Your task: Extract all lines that hold "cormorant" from the records below.

Source data:
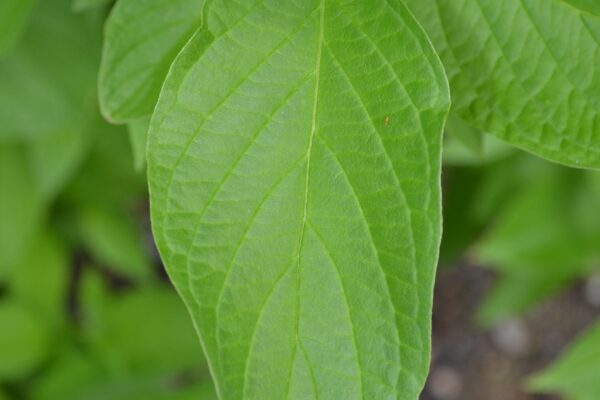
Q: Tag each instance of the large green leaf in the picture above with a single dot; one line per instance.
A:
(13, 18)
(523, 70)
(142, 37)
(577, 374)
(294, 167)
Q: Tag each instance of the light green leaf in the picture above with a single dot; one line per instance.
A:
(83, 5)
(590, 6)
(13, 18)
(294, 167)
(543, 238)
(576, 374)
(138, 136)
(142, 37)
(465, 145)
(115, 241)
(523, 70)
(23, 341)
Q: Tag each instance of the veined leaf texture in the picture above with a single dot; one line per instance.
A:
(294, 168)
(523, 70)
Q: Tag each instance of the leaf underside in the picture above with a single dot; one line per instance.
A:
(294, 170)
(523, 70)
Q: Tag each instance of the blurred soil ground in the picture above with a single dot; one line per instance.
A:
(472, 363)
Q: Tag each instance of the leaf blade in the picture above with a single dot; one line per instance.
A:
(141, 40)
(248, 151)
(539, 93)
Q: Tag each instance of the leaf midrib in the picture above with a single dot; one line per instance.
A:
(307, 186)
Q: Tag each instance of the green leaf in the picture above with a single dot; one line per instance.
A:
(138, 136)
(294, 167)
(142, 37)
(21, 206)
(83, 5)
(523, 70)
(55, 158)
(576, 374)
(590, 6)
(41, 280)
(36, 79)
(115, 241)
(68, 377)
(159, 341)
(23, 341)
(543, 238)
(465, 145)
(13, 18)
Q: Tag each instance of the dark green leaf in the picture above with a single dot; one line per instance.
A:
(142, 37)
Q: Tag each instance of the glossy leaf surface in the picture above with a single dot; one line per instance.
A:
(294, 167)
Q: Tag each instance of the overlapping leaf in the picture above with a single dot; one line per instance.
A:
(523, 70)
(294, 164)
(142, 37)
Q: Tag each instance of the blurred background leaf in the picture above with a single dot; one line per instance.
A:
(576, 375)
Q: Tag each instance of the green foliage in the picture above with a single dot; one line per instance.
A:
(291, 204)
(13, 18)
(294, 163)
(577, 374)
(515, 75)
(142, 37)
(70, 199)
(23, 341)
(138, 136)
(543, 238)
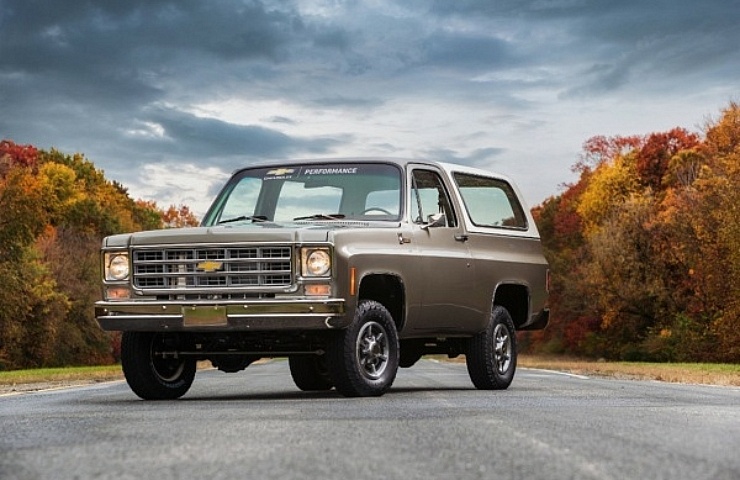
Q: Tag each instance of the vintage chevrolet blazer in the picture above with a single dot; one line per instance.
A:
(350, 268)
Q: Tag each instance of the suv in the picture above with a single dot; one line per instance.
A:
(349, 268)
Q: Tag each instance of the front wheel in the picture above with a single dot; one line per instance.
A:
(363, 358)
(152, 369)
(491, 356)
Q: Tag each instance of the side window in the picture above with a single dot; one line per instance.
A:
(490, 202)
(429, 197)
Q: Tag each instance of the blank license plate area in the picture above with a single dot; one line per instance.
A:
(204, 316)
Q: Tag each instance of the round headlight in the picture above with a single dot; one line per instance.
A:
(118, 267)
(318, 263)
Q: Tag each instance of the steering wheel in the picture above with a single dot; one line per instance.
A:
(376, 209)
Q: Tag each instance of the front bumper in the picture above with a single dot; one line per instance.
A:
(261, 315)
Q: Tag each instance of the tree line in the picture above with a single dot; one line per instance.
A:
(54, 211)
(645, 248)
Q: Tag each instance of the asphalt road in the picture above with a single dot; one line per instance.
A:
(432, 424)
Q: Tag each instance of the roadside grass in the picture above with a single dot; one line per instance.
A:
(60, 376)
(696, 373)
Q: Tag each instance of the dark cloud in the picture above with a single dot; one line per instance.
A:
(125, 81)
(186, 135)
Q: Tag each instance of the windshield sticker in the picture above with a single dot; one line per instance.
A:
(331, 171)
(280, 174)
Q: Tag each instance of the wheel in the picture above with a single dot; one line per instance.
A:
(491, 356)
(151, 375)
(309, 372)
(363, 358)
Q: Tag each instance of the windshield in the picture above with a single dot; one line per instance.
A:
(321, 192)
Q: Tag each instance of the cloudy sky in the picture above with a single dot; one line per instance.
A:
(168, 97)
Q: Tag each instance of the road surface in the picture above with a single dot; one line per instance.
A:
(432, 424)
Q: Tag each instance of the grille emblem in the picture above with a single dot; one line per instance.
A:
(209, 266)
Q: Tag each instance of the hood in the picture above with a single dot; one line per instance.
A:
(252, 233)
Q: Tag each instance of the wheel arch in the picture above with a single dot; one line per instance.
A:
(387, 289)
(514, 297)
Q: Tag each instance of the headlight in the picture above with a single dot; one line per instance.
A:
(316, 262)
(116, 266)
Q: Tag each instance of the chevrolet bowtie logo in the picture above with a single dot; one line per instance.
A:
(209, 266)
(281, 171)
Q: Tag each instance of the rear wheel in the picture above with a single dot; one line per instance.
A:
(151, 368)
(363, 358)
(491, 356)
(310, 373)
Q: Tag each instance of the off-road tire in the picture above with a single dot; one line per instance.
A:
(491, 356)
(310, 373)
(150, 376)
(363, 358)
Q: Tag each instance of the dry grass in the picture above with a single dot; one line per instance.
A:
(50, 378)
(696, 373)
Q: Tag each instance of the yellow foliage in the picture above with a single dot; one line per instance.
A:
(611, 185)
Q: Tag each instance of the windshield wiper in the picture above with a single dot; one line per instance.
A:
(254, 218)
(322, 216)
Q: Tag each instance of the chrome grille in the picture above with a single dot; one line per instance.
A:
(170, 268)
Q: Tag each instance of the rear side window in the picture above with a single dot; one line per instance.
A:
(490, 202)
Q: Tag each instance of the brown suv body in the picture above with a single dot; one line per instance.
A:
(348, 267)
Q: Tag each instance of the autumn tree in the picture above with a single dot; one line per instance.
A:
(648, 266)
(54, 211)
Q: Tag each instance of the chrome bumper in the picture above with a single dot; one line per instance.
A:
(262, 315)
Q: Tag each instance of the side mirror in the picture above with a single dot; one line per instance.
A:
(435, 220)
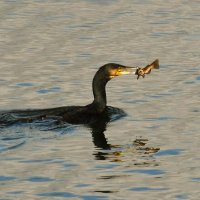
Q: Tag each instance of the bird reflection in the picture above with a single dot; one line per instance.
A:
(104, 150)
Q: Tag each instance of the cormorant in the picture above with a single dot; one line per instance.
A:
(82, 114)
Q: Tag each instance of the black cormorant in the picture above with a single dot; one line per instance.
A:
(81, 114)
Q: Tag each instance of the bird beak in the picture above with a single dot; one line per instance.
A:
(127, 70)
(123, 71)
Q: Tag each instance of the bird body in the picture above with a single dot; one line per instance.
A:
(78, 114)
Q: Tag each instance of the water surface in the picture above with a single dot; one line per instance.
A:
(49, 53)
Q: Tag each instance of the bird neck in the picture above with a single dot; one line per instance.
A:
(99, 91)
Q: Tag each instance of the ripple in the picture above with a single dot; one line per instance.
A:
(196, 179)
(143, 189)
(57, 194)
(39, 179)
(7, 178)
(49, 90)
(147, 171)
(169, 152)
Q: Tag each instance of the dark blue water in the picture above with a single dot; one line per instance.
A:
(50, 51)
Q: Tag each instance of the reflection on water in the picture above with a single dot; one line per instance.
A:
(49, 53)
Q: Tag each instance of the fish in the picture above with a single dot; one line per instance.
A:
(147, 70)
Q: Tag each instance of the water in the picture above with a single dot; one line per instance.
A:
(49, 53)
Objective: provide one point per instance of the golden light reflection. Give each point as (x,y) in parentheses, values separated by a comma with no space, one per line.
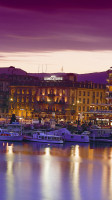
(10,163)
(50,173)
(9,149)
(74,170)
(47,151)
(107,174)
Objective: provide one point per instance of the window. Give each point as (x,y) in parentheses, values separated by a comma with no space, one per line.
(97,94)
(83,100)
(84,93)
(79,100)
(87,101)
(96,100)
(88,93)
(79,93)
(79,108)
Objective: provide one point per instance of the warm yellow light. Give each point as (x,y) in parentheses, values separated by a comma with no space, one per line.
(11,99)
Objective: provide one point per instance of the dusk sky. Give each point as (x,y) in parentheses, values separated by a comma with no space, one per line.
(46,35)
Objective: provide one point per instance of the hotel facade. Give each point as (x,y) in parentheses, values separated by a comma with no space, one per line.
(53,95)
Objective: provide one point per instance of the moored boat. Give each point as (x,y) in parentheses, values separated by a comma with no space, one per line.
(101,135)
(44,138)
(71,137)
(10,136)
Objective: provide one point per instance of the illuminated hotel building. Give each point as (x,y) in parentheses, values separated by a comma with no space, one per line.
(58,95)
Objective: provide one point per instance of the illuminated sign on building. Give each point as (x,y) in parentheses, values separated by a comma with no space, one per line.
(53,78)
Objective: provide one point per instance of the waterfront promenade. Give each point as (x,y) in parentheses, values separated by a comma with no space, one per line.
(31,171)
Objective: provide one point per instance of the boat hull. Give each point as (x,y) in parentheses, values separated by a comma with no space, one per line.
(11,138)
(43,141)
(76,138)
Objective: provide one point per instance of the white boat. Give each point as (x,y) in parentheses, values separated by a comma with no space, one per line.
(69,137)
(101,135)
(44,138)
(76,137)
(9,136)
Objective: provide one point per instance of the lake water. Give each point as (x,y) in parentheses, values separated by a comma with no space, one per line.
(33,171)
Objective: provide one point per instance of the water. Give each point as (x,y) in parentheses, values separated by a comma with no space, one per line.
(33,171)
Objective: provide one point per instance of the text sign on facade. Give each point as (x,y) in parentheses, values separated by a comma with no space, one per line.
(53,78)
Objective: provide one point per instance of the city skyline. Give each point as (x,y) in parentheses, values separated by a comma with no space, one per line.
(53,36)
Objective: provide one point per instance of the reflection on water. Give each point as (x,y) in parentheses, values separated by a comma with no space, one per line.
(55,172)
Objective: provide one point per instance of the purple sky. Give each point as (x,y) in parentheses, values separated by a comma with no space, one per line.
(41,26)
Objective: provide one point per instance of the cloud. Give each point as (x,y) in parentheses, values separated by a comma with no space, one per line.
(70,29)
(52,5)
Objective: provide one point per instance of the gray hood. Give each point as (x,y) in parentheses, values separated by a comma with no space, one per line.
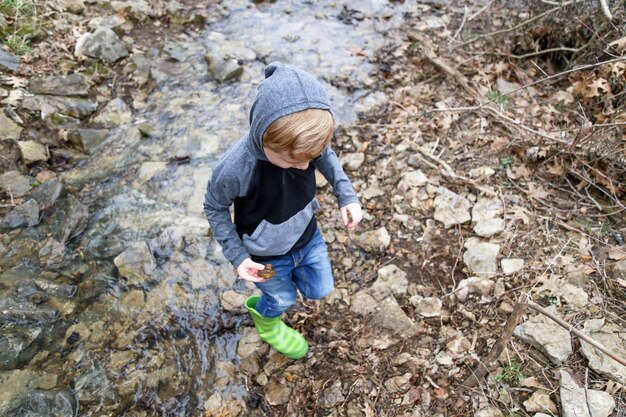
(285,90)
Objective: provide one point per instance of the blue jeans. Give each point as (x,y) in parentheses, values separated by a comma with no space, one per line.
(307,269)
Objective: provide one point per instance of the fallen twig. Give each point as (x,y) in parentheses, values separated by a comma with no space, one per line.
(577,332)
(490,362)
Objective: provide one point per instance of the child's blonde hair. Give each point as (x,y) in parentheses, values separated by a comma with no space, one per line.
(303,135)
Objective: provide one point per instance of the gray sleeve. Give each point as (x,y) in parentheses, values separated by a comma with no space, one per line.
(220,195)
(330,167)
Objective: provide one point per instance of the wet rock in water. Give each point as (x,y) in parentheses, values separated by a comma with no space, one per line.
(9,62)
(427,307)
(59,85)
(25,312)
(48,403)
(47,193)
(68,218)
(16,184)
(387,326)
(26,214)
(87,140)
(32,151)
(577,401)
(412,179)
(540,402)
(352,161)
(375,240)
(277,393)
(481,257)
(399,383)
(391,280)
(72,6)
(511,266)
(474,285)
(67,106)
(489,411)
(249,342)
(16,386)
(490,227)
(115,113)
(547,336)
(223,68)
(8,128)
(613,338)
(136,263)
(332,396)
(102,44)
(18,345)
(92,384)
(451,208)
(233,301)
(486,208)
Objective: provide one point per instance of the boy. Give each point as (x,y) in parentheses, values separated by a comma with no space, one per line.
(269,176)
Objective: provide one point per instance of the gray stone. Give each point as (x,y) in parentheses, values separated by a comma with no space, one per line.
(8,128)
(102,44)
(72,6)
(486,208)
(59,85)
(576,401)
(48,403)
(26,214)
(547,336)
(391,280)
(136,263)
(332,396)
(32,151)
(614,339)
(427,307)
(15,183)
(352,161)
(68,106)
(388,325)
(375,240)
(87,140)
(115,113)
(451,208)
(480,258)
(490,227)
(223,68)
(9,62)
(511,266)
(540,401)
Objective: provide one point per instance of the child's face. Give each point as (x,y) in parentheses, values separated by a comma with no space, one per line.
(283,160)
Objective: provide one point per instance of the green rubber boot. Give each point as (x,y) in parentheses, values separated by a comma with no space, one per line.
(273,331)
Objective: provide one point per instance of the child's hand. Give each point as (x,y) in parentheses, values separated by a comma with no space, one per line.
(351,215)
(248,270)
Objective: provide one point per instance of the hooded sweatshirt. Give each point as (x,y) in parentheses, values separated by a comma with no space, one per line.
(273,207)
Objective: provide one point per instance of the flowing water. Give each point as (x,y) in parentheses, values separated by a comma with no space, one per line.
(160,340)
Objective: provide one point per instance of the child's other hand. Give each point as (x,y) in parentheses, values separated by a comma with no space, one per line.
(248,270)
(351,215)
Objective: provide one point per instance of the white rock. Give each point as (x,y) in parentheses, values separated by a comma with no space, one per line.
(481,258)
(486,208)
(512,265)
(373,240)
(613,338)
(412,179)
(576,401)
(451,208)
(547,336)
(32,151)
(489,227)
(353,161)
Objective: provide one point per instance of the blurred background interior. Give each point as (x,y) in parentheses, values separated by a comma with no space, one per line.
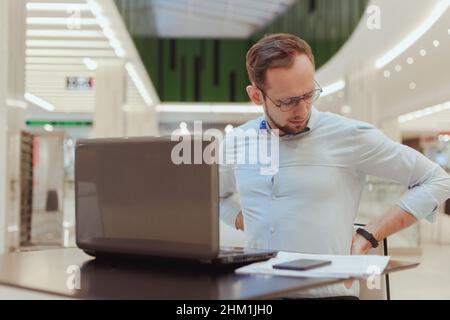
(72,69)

Result below:
Q: Tag each instance of the cormorant in the picture above with a single dot; one line per instance.
Q: Tag each instance of the black cormorant in the picture above with a single dot; one line per instance.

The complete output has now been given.